__Data entries__.
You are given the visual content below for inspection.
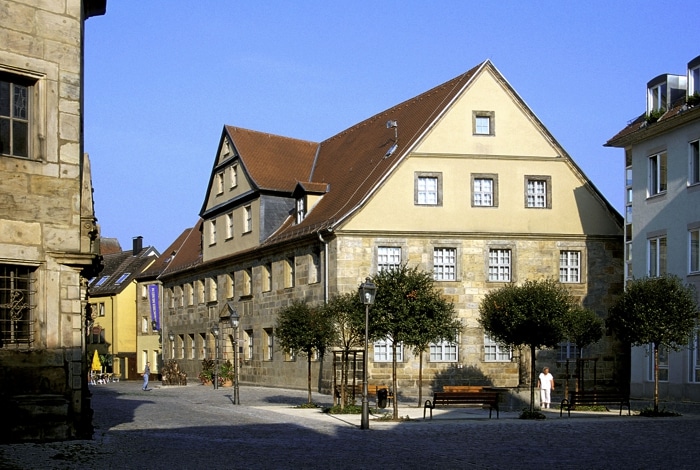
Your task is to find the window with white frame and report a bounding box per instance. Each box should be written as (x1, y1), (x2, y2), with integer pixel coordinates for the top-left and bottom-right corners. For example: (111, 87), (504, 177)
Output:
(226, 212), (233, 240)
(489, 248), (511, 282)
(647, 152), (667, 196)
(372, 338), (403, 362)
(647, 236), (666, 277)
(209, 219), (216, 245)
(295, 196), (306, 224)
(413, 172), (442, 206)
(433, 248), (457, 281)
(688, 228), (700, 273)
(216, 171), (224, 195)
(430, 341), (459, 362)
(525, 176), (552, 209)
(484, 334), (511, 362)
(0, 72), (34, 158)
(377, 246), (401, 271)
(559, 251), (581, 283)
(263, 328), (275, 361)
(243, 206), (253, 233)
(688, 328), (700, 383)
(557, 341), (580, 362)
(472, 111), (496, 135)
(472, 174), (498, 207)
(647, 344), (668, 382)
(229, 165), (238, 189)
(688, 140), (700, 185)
* * *
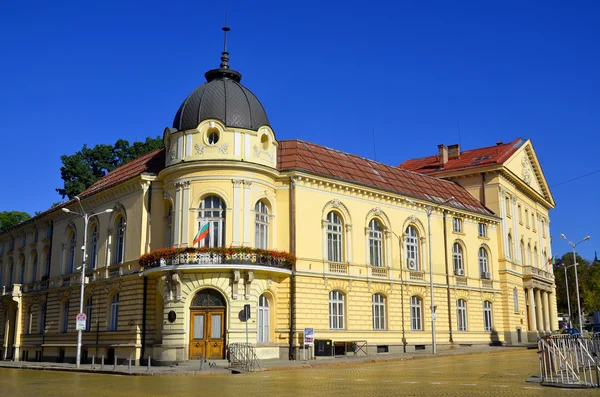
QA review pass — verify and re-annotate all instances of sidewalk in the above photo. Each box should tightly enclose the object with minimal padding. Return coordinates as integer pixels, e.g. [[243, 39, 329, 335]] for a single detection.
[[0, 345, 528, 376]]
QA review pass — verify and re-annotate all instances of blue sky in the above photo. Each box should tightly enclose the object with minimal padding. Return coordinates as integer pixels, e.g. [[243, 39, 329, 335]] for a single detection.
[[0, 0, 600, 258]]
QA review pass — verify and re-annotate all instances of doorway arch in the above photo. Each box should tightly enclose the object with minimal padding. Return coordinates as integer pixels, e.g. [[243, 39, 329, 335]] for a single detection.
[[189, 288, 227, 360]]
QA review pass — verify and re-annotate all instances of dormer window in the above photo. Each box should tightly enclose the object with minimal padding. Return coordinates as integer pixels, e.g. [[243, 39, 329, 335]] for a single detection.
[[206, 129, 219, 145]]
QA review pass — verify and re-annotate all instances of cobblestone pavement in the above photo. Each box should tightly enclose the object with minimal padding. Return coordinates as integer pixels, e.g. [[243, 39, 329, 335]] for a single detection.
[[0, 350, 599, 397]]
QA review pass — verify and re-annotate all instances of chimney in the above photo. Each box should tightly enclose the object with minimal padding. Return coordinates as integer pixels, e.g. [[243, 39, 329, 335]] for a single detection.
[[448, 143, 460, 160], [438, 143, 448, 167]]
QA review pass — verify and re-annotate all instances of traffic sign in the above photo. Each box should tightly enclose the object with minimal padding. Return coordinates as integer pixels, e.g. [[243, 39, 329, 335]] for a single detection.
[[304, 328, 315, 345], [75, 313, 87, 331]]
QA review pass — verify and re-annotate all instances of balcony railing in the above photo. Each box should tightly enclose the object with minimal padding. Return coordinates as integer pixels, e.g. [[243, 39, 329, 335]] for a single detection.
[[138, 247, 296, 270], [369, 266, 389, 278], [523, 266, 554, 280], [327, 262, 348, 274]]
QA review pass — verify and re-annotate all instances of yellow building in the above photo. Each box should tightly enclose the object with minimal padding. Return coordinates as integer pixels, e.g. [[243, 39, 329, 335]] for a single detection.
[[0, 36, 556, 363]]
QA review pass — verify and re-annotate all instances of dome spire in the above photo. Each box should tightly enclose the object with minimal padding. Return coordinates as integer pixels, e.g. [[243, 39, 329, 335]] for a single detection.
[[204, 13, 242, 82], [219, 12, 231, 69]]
...
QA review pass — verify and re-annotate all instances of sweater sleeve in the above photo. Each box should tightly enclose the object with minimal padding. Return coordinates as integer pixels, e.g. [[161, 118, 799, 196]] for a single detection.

__What to produce__. Rewrite the stretch that opens with the line containing "QA review pass — verify and re-annotate all instances of balcony" and closes with the line containing "262, 348, 274]]", both included, as a numbered list with any blank lines left out.

__Written reply__.
1. QA review pass — verify and re-annotate all instances of balcony railing in the above photo. Each box should tightly enclose the object with minimal padding. Return coordinates as integer pixels, e.g. [[243, 39, 329, 335]] for a single detection.
2. [[138, 247, 296, 270], [369, 266, 389, 278], [523, 266, 554, 280], [327, 262, 348, 274]]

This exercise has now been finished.